▸ **Exercise requirements**:
Copy the data from the line containing "the white background." through the end of the data, with every line unchanged.
----
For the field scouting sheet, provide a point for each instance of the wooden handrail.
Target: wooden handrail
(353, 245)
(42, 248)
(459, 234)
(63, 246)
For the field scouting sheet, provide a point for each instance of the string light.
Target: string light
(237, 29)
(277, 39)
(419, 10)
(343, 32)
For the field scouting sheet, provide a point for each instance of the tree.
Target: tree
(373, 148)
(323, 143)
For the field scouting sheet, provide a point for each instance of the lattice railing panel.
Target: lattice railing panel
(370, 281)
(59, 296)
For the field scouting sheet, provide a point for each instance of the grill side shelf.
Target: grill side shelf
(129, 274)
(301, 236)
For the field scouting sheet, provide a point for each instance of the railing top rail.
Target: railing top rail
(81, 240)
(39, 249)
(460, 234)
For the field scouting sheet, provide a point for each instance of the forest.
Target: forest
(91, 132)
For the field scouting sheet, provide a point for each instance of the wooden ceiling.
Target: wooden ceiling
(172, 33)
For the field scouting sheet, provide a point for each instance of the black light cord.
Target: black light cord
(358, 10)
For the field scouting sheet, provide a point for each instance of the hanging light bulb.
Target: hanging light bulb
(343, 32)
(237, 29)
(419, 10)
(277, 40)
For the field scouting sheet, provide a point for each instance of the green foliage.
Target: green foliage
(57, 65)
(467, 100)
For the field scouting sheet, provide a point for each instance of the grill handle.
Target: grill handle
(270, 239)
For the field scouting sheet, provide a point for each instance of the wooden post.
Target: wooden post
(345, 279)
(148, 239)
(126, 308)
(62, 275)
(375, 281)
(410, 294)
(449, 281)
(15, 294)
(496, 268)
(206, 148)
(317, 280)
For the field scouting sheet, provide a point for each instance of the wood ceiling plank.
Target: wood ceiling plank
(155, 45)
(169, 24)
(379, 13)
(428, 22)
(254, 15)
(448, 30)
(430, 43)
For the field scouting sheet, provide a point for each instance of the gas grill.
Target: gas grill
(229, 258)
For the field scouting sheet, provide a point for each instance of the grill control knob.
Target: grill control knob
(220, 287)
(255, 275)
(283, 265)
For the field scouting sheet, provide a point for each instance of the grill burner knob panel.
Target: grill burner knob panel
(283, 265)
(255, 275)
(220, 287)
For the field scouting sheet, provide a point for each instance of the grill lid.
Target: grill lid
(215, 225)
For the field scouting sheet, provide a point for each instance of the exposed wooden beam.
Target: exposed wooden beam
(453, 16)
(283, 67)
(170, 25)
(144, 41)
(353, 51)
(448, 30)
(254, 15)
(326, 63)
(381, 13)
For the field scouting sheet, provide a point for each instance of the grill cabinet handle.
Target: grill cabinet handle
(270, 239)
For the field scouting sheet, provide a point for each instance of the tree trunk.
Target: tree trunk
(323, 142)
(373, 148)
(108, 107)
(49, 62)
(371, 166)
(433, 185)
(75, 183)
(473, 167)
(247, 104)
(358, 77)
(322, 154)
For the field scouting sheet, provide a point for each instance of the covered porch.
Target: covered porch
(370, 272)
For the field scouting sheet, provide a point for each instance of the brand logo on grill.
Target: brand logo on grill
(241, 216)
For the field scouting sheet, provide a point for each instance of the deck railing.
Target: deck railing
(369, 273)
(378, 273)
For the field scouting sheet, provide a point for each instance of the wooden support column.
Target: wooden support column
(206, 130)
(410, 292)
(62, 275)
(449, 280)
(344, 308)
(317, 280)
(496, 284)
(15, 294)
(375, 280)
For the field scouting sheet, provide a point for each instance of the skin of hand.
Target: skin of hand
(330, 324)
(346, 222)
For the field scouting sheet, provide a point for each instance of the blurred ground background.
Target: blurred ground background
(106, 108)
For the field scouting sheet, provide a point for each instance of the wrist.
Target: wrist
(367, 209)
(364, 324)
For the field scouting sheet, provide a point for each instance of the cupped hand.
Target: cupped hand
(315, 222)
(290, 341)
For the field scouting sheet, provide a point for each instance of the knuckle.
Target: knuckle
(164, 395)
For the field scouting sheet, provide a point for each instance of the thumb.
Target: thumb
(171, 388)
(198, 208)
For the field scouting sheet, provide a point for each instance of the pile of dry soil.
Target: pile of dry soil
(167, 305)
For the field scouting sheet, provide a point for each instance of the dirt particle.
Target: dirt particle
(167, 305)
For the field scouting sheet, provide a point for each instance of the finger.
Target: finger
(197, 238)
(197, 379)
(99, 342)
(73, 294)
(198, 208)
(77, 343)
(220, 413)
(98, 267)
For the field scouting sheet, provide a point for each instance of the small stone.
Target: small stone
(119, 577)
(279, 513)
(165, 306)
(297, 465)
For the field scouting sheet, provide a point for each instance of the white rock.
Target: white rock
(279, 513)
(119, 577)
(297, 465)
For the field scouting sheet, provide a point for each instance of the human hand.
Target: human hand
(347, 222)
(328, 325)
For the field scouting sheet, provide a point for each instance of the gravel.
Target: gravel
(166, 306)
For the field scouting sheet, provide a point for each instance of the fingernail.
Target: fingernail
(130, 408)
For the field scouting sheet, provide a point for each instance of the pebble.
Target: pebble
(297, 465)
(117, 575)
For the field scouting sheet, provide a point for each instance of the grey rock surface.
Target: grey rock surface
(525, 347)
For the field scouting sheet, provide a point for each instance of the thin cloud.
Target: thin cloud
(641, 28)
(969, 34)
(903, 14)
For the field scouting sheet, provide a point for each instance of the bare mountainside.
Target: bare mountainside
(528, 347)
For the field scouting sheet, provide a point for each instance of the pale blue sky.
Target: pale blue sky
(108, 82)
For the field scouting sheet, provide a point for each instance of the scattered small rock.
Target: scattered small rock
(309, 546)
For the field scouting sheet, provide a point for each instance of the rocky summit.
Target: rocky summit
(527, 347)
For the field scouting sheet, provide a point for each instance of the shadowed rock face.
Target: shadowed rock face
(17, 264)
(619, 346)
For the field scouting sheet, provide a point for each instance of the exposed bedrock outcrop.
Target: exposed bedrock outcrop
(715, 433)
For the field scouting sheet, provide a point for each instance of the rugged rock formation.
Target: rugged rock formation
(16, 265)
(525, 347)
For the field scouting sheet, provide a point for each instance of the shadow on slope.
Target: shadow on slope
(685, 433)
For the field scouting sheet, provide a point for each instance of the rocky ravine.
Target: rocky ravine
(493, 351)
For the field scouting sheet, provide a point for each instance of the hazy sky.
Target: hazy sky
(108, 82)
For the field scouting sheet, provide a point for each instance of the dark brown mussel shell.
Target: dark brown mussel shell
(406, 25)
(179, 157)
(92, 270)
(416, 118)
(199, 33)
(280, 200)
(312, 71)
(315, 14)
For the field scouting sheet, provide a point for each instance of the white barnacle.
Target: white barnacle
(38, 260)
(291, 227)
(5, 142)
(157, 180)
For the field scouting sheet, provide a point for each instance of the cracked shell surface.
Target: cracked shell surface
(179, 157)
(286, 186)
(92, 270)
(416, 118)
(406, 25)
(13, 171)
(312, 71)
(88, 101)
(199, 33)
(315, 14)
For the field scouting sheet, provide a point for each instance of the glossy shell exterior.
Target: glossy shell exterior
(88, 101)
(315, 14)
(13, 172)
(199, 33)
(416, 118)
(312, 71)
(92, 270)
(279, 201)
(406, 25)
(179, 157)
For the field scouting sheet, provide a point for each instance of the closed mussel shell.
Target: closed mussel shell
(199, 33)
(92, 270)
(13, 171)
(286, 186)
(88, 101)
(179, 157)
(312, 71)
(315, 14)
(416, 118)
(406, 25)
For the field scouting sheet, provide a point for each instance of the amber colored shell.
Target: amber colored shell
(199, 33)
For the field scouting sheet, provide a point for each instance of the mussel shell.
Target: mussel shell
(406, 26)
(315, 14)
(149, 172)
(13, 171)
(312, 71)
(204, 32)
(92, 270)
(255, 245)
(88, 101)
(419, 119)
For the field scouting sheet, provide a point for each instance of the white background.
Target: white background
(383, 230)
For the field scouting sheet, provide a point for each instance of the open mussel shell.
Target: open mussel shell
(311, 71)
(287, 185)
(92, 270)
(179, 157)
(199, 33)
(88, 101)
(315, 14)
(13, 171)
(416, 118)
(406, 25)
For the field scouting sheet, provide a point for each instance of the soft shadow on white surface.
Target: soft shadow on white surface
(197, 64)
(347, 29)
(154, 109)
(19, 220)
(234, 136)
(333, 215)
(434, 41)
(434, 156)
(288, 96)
----
▸ **Solution to the exercise**:
For the field scouting sheet, provide a point for each instance of the white background.
Target: white background
(383, 230)
For the field scouting sheet, provide a point for each instance of the open mussel shell.
Target: open mussel shell
(311, 71)
(287, 185)
(92, 270)
(179, 157)
(199, 33)
(88, 101)
(315, 14)
(13, 171)
(416, 118)
(406, 25)
For the field scouting sheet, provide a point for each instance of the soft shadow on white surface.
Target: soft shadow on white surface
(197, 64)
(347, 29)
(154, 109)
(19, 220)
(234, 136)
(333, 215)
(434, 41)
(434, 156)
(288, 96)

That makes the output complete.